**EXERCISES TO COMPLETE:**
**1)** In the forum thread on muscle gain, translate the sentence "What are you judging your progress on?" into Spanish.
**2)** Give the username of every person who posts in the forum thread on muscle gain.
**3)** Copy the forum thread on muscle gain from "What are you" to "will go up.", keeping every word and mark the same.

# no muscle gain as of yet i think!



## sonofmivie (Jul 1, 2012)

i maybe being too impatient but I've been training for 6 weeks now and not sure things are progressing as fast as they should, my weights aren't improving fast enough, I don't think I've gained any muscle is this normal ????? :cursing:


----------



## bowen86 (Mar 17, 2008)

Stats mate?

Age

Weight

Height

Are you eating enough?

Are you lifting enough?

Are you doing Cardio?

What are you judging your progress on? Mirror? What others see? Weighing scales?

Losts of questions sorry


----------



## stavmangr (Nov 25, 2008)

Dont expect much for the first 1-2 years of training provided that your training and nutrition regime is right . You will have a well-being feel you'll feel fit and strong and your immunite system will go up so less sickness like cold etc

The first that you'll feel is that your strenght will go up.

**DATA:**
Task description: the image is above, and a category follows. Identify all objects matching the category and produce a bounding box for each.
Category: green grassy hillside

**SOLVED PROBLEMS:**
**1)** ¿En qué te basas para juzgar tu progreso?

**2)** sonofmivie, bowen86, stavmangr

**3)**
What are you judging your progress on? Mirror? What others see? Weighing scales?

Losts of questions sorry


----------



## stavmangr (Nov 25, 2008)

Dont expect much for the first 1-2 years of training provided that your training and nutrition regime is right . You will have a well-being feel you'll feel fit and strong and your immunite system will go up so less sickness like cold etc

The first that you'll feel is that your strenght will go up.